*Exercise details*. From the listing below, extract each line that contains the word "blue" and copy it out in full.

- - - -

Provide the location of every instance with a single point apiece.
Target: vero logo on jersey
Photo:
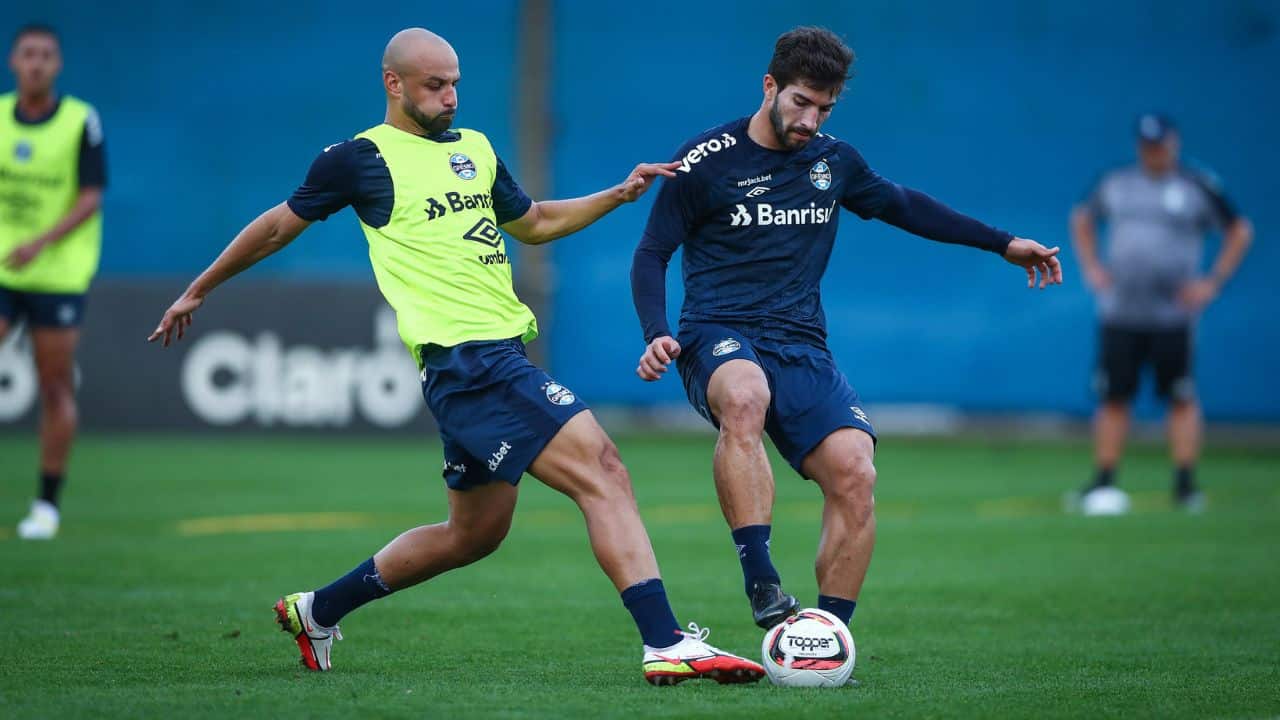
(767, 214)
(704, 149)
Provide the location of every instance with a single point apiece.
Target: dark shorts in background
(1123, 352)
(42, 309)
(809, 396)
(496, 409)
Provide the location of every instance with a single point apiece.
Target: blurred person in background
(53, 171)
(1150, 292)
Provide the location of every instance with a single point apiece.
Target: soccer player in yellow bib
(432, 201)
(51, 178)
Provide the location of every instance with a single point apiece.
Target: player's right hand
(657, 356)
(176, 319)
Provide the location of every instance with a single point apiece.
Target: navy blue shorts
(809, 396)
(496, 409)
(42, 309)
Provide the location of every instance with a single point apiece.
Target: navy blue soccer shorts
(42, 309)
(809, 396)
(496, 409)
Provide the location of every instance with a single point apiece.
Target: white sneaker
(693, 659)
(41, 523)
(293, 614)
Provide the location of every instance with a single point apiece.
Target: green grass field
(983, 601)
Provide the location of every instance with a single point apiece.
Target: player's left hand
(1197, 294)
(176, 319)
(641, 178)
(23, 254)
(1036, 258)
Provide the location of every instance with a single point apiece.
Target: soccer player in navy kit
(755, 204)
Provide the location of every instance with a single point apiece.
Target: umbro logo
(484, 232)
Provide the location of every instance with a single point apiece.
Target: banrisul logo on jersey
(457, 201)
(462, 165)
(819, 174)
(767, 214)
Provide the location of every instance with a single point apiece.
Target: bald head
(414, 50)
(420, 74)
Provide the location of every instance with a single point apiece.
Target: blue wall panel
(214, 112)
(1004, 109)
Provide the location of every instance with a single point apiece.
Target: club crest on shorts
(726, 346)
(819, 174)
(462, 165)
(558, 393)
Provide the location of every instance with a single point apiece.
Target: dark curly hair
(810, 55)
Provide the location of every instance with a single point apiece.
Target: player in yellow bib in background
(51, 177)
(432, 201)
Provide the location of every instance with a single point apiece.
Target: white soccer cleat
(1105, 501)
(293, 614)
(693, 659)
(41, 523)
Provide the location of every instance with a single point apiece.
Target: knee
(606, 478)
(853, 483)
(56, 390)
(476, 542)
(743, 409)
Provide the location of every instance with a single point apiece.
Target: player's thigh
(54, 351)
(842, 463)
(8, 311)
(1171, 354)
(580, 459)
(483, 513)
(1121, 354)
(721, 370)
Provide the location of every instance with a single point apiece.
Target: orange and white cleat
(693, 659)
(293, 614)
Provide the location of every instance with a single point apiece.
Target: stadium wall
(1008, 110)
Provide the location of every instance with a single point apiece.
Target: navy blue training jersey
(758, 227)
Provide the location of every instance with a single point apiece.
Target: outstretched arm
(552, 219)
(919, 214)
(261, 237)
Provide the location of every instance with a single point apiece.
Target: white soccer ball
(1105, 501)
(809, 650)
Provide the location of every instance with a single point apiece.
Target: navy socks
(647, 601)
(348, 592)
(753, 552)
(837, 606)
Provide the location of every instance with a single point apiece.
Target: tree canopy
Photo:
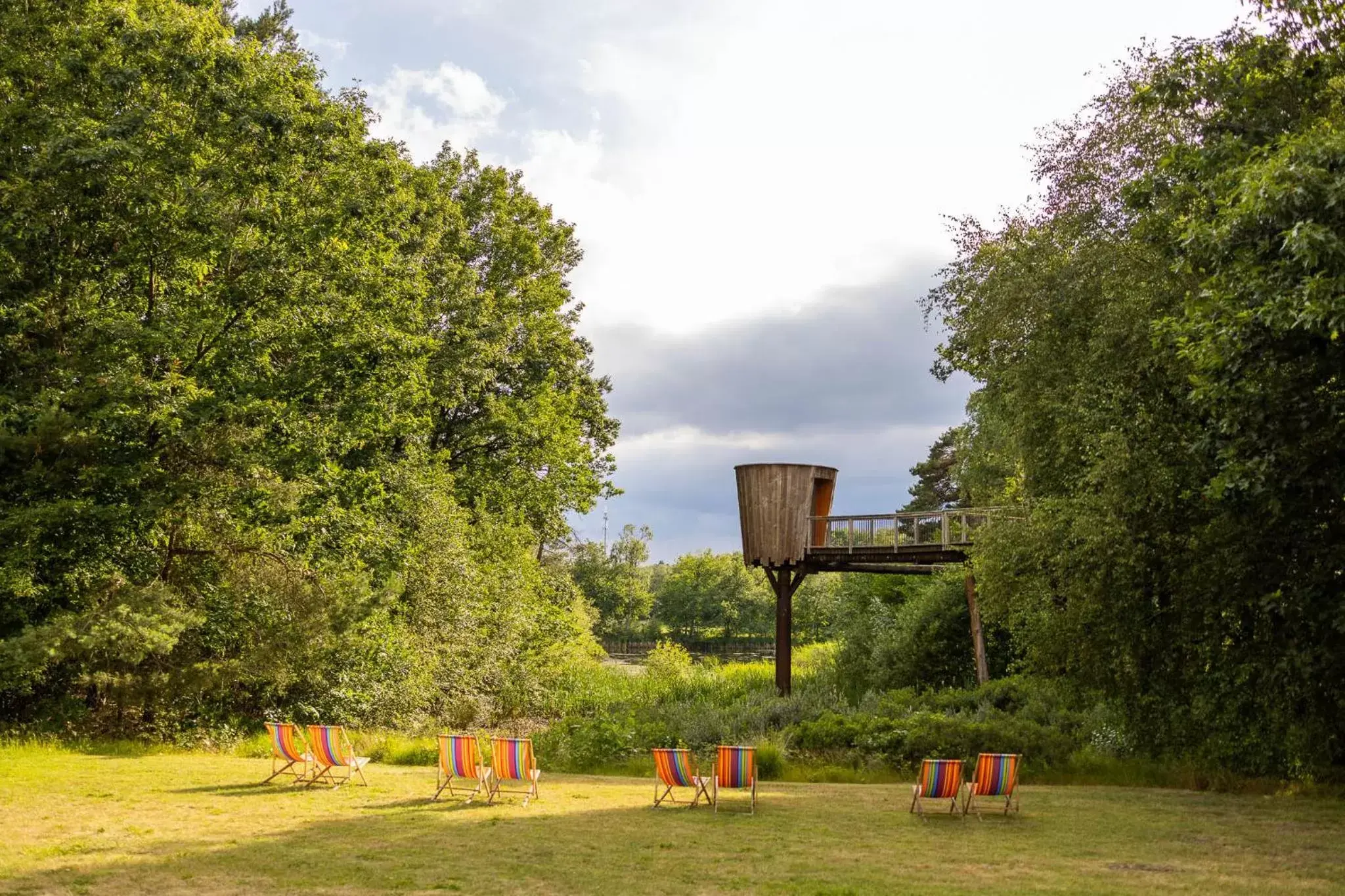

- - - -

*Result of the exercise*.
Target: navy blue shorts
Target: navy blue soccer shorts
Target: blue wall panel
Target: navy blue training jersey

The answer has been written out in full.